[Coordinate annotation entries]
--- start ---

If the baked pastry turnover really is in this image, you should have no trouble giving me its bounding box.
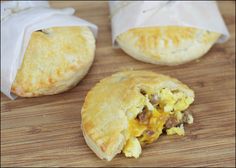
[11,26,95,97]
[81,71,194,161]
[116,26,220,65]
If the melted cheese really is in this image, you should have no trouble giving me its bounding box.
[123,88,193,158]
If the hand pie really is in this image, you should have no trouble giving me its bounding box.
[81,71,194,161]
[11,27,95,97]
[116,26,220,65]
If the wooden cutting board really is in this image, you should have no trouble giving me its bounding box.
[1,1,235,167]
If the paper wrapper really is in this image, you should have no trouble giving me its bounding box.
[109,1,229,47]
[1,1,97,99]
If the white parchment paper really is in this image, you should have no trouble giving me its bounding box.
[109,1,229,47]
[1,1,97,99]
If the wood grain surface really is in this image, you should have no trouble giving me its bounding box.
[1,1,235,167]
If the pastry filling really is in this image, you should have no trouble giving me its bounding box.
[123,88,193,158]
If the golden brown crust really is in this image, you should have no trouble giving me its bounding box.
[116,26,220,65]
[11,27,95,97]
[81,71,194,160]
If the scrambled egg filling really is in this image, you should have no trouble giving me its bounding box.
[123,88,193,158]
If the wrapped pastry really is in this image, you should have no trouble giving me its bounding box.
[110,1,229,65]
[81,71,194,161]
[1,1,97,98]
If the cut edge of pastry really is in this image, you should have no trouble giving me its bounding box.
[81,70,194,161]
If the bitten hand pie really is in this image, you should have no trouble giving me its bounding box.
[116,26,220,65]
[11,27,95,97]
[81,71,194,161]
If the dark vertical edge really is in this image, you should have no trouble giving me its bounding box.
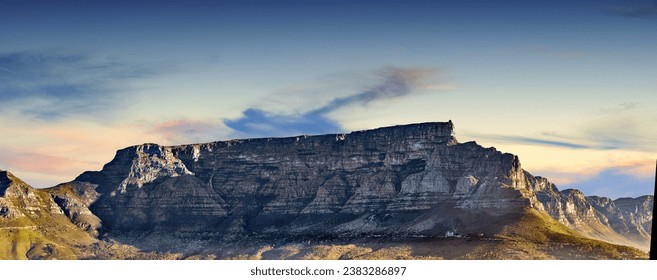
[650,161,657,260]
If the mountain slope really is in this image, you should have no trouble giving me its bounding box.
[0,171,95,259]
[65,122,645,258]
[0,121,652,259]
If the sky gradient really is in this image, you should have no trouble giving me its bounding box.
[0,0,657,198]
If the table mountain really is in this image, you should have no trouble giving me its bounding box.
[0,121,653,258]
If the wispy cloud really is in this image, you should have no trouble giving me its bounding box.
[602,2,657,19]
[467,133,618,150]
[152,119,226,145]
[560,167,654,199]
[0,52,154,121]
[224,67,437,137]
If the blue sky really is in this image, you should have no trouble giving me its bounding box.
[0,0,657,197]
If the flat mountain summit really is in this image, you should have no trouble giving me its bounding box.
[0,121,654,259]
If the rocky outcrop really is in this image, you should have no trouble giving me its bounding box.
[76,122,534,237]
[0,171,96,259]
[0,121,653,258]
[537,182,654,251]
[68,121,652,253]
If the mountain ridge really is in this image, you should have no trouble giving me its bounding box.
[1,121,653,258]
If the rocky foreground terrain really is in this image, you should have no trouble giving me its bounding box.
[0,121,654,259]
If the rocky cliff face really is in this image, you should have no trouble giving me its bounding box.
[76,122,535,236]
[0,121,653,258]
[68,121,652,253]
[0,171,100,259]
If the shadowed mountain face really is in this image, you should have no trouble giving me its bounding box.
[0,121,652,258]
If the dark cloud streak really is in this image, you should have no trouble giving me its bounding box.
[0,52,154,121]
[224,67,436,137]
[602,2,657,19]
[468,134,620,150]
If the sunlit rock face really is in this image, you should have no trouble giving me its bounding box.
[76,122,534,235]
[73,121,652,252]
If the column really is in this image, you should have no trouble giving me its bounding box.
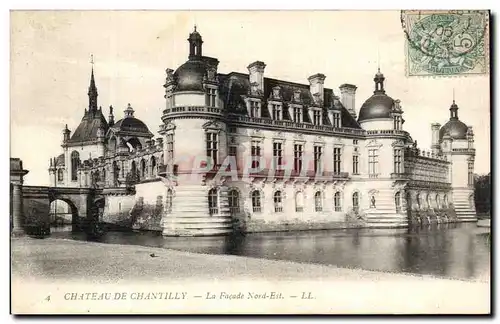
[12,183,24,235]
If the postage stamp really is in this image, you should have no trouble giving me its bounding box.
[401,10,489,76]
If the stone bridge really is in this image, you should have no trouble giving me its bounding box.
[11,184,104,234]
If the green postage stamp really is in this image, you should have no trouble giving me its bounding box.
[401,10,489,76]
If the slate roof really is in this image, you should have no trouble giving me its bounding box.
[68,110,109,143]
[218,72,361,129]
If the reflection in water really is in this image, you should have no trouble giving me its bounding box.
[52,223,490,278]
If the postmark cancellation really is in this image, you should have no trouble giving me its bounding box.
[401,10,489,76]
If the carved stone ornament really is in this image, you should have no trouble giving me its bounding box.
[165,69,174,83]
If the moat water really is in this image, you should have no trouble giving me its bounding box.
[51,223,491,280]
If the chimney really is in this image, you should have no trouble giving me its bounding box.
[247,61,266,93]
[431,123,441,154]
[307,73,326,102]
[339,83,358,118]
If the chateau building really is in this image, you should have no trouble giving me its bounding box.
[49,28,476,235]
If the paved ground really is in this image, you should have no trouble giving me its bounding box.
[11,238,490,313]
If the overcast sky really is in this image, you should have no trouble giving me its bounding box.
[10,11,490,185]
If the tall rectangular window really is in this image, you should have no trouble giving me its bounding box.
[271,104,282,120]
[207,132,219,166]
[333,147,342,173]
[352,155,359,174]
[467,162,474,186]
[368,149,378,176]
[333,112,340,128]
[293,144,304,173]
[273,142,283,166]
[314,145,323,173]
[251,140,261,169]
[394,149,403,173]
[250,100,260,117]
[313,110,321,125]
[293,107,302,123]
[166,133,174,164]
[205,88,217,107]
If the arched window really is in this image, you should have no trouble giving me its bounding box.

--- end ---

Problem requirements
Repeat the entries above word for word, all of them from first to last, but leave the pictures out.

Solution for this problem
If the baked pastry turnover really is in this image, you should have no trouble giving me its bounding box.
[11,26,95,97]
[81,71,194,161]
[116,26,220,65]
If the melted cheese really is in this image, you should have no trouble giving me its bounding box.
[123,88,193,158]
If the hand pie really is in this image, you should have no trouble giving me its bounding box.
[81,71,194,161]
[11,27,95,97]
[116,26,220,65]
If the wooden cutting board really is in this image, you should have no trouble giving me its bounding box.
[1,1,235,167]
If the paper wrapper really is in this image, you should have no trouble giving me its bounding box.
[109,1,229,47]
[1,1,97,99]
If the white parchment paper really is in this image, you should have no trouble giving me its bounding box.
[109,1,229,47]
[1,1,97,99]
If the wood grain surface really is in this image, you should have no trouble giving me its bounding box.
[1,1,235,167]
If the pastry filling really is in this image, you should have no trouble giving me its bounding box.
[123,88,193,158]
If the golden brown crust really is in this image, you should have no trouble giving me its bounding box.
[116,26,220,65]
[11,27,95,97]
[81,71,194,160]
If the scrambled egg filling really is in this image, you should have no trouble giving me its bounding box.
[123,88,193,158]
If the wrapped pastry really is in this image, you should have no trouble giving me its bounding box.
[110,1,229,65]
[81,71,194,161]
[1,1,97,98]
If the cut edge of pastry really is in this image, you should have no trouble giving me its bounding box.
[81,70,194,161]
If the bitten hand pie really is in this image, you should have no trouble giving me its bounding box.
[116,26,220,65]
[11,27,95,97]
[81,71,194,161]
If the dark vertical edge really is in this image, you should have no trouble giving me its bounding box.
[650,161,657,260]
If the mountain slope really is in this image, you should have no trouble giving me its bounding box.
[0,171,95,259]
[65,122,645,258]
[0,121,652,259]
If the sky gradient really is in this image, you should have no trouble giving me its bounding box.
[0,0,657,198]
If the table mountain really is in this image, you should have no trouble giving me its bounding box.
[0,121,653,258]
If the wispy cloud really is in this image, you should have no trouble giving me its bounding box.
[602,2,657,19]
[467,133,618,150]
[152,119,226,145]
[560,167,654,199]
[0,52,154,121]
[224,67,437,137]
If the blue sky really is in this image, you should have no trouble giving me its bounding box.
[0,0,657,197]
If the flat mountain summit really is in this image, you should have no trouble giving me its bounding box.
[0,121,654,259]
If the rocky outcrop really is in this image, you should have no trouble giving me its bounding box.
[76,122,534,237]
[0,171,96,259]
[0,121,653,258]
[537,182,654,251]
[68,121,652,253]
If the mountain ridge really is in this image, you should have no trouble giving me its bounding box.
[1,121,653,258]
If the rocky foreground terrain really is in this image, you should have no trouble giving me its bounding box.
[0,121,654,259]
If the rocky cliff face really is in this image, you should have no trouble giving me its bounding box.
[76,122,535,236]
[0,121,653,258]
[68,121,652,253]
[0,171,100,259]
If the shadowed mountain face really is in this image, you should have no trouble giving me its bounding box.
[0,121,652,258]
If the dark cloud streak really is in this image, you should have no trouble giving me its bounding box.
[0,52,154,121]
[224,67,436,137]
[602,2,657,19]
[468,134,620,150]
If the sunlit rock face really is in this image, you should have no trouble giving me its bounding box.
[76,122,534,235]
[73,121,652,252]
If the column really is in this image, you should have no trouble giving me its bounding box.
[12,183,24,235]
If the postage stamp really is in this image, you should have no trouble giving me its bounding box.
[401,10,489,76]
If the stone bridge really is in this image, you should have no trouble giving me its bounding box.
[11,184,104,234]
If the green postage stamp really is in this image, you should have no trouble giving me its bounding box.
[401,10,489,76]
If the slate roof really is in this image, you should have no trouble giving me its bounding box.
[68,110,109,143]
[218,72,361,129]
If the reflection in water really is in this image, you should have no trouble giving me its bounding box.
[52,223,490,278]
If the postmark cancellation really is in this image, you should have no trouble giving me its bounding box.
[401,10,489,76]
If the carved stone ornament really is in this image, you should have no trouble giving me its bounding box.
[165,69,174,83]
If the moat water really is in this image, you should have no trouble giving me its bounding box.
[51,223,491,280]
If the chimney really is in this image, you should have no trouble giving me its bounding box.
[247,61,266,93]
[431,123,441,154]
[307,73,326,102]
[339,83,358,118]
If the chateau building really is in this image, you should have no trouble giving me its bounding box.
[49,28,476,235]
If the paved ground really is in this image, you should have no trouble giving me its bounding box.
[11,238,490,313]
If the overcast sky really is in this image, you should have no trouble giving me its bounding box.
[10,11,490,185]
If the tall rectangular window really is in this image, you should have no trouble giving me its bounding box.
[271,104,282,120]
[207,132,219,166]
[333,147,342,173]
[352,155,359,174]
[467,162,474,186]
[368,149,378,176]
[333,112,340,128]
[293,144,304,173]
[273,142,283,166]
[314,145,323,173]
[251,140,261,169]
[394,149,403,173]
[250,100,260,117]
[313,110,321,125]
[293,107,302,123]
[166,133,174,164]
[205,88,217,107]
If the arched window really is in this image, you should have no trouble giving me its bounding box.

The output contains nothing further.